[Records from a data source]
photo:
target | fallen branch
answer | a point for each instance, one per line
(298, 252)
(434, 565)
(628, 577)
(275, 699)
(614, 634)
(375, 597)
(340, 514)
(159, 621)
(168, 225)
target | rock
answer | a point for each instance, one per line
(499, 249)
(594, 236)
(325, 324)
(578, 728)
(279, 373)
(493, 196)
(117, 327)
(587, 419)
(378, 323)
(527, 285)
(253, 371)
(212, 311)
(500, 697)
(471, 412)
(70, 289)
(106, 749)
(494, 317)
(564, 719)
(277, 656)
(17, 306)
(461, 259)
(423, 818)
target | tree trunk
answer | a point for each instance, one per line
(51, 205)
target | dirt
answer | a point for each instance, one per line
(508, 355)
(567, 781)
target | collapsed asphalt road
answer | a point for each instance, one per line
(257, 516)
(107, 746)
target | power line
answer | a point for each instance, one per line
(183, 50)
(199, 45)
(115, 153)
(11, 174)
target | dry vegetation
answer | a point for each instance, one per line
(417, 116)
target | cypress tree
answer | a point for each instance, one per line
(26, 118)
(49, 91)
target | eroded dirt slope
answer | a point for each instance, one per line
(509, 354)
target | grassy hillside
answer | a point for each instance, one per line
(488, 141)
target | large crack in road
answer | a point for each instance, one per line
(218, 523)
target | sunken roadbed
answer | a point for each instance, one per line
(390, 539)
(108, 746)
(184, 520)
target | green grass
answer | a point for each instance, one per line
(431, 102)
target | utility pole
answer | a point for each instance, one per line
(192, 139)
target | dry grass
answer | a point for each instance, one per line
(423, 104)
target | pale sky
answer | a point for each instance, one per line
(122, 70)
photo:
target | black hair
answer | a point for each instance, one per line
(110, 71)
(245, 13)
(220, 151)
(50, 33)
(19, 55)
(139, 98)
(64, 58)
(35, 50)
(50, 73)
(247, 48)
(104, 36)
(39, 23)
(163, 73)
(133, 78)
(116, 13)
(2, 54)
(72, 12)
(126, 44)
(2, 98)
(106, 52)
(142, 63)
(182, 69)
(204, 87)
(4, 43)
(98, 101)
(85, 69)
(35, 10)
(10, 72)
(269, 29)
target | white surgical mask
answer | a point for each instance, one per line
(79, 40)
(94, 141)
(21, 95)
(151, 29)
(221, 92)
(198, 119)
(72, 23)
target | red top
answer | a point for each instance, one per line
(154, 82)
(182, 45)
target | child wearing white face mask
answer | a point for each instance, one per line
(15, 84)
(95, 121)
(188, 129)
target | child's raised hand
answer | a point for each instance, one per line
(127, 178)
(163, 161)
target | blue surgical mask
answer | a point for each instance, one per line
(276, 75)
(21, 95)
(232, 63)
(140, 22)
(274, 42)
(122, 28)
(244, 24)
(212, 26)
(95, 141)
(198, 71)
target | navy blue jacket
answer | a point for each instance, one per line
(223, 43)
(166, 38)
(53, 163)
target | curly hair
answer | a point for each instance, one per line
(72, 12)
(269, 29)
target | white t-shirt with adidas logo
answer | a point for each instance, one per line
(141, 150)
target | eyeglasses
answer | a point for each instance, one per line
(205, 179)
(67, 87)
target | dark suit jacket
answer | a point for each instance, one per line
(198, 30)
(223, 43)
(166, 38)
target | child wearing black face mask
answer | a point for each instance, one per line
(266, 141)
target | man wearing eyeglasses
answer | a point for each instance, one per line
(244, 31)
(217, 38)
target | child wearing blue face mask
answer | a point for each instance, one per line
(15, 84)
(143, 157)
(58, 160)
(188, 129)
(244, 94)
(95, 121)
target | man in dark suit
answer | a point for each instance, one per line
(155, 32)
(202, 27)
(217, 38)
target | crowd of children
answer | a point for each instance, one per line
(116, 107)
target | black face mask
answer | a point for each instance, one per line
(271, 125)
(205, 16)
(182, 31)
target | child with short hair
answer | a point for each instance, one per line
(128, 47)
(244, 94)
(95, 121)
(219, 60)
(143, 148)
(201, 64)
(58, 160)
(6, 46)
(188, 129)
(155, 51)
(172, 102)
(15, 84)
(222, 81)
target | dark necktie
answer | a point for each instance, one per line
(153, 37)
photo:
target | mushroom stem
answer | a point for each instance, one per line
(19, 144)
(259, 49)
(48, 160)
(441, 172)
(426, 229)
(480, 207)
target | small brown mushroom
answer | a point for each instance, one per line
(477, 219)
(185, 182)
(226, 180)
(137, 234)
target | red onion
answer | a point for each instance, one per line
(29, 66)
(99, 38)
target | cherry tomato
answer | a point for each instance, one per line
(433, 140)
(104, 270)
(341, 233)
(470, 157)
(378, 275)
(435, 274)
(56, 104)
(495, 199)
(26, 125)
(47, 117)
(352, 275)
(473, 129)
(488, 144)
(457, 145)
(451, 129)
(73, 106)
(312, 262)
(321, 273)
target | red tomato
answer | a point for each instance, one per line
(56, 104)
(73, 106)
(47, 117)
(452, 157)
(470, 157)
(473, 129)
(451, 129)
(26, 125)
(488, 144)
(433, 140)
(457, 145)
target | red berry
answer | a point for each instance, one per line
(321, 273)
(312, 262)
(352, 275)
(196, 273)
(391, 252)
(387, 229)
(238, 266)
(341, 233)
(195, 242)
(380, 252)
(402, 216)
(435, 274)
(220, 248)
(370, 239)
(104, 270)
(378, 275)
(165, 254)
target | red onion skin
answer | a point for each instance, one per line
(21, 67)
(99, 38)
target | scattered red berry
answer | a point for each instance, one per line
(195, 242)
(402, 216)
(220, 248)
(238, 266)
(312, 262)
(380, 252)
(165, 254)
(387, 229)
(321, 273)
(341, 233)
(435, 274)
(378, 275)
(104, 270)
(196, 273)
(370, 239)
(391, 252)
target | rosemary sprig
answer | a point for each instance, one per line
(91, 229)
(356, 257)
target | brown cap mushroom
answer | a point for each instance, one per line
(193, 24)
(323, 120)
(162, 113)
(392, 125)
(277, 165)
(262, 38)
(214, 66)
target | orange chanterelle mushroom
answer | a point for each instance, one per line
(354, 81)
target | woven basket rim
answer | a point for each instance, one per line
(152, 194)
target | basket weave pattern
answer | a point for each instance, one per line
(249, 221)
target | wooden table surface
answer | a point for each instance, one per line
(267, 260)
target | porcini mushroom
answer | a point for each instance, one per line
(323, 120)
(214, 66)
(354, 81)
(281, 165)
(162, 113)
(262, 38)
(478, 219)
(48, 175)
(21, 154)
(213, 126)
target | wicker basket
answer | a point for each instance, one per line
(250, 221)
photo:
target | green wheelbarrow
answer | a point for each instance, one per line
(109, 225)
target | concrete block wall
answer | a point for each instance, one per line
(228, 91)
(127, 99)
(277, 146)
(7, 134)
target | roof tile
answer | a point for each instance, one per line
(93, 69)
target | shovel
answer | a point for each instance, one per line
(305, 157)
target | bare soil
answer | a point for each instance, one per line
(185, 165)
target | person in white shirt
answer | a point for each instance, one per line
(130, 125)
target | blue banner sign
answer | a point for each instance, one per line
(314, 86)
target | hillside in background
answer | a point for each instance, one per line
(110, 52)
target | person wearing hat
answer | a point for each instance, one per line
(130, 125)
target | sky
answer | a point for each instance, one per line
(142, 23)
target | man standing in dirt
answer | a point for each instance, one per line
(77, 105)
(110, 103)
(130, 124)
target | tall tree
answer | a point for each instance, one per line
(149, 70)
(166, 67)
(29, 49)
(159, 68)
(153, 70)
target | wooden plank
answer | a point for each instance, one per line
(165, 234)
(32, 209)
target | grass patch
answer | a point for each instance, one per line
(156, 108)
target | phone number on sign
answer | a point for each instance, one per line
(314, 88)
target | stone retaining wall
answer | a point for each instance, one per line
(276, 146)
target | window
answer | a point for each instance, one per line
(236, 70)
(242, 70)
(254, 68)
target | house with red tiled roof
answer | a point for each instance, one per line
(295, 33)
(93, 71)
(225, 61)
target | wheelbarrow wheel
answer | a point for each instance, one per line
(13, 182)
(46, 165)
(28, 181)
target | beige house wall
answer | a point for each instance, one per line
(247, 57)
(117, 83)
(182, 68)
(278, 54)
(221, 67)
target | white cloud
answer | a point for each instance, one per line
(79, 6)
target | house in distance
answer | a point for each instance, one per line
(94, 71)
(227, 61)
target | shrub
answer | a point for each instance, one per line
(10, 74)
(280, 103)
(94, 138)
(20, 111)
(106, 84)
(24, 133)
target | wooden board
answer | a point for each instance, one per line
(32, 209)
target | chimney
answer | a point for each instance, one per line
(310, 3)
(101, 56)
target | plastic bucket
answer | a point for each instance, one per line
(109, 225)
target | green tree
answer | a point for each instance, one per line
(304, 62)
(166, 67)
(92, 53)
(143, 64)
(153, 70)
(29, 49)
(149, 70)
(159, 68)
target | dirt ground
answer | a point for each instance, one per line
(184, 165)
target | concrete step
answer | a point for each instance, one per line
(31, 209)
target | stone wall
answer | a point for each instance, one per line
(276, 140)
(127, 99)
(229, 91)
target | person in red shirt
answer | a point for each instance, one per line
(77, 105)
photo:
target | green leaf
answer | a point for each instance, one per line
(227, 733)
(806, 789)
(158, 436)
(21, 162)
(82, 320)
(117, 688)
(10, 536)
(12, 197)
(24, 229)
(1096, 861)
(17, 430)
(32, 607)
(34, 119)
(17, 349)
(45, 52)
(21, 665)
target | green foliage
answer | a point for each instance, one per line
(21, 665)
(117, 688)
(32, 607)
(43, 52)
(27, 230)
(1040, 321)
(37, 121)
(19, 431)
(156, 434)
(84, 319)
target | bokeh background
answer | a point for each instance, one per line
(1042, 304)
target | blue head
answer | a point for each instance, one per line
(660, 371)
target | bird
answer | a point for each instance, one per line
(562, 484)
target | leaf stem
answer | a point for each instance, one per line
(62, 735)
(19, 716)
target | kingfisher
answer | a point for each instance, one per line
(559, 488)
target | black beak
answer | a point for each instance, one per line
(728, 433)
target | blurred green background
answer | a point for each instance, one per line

- **Task to complete**
Transcribe word for word the lines from the one holding "target | green foliage" to the last line of the listing above, inclusive.

- **Solved exercise**
target | green foliage
answer | a point for each instance, one per line
(21, 665)
(117, 688)
(32, 607)
(43, 52)
(27, 230)
(1040, 321)
(37, 121)
(19, 431)
(156, 434)
(84, 319)
target | bokeh background
answer | a point for each instance, one per line
(1042, 304)
target | blue head
answer | a point for each instance, one per line
(660, 371)
target | bird
answer | a point for each instance, one per line
(562, 484)
target | leaf stem
answer | a point for each instance, one per line
(62, 735)
(19, 716)
target | kingfisher
answer | a point for each instance, one per line
(559, 488)
target | black beak
answer | a point for each instance, one per line
(728, 433)
target | blurred green background
answer | a point for each instance, one per line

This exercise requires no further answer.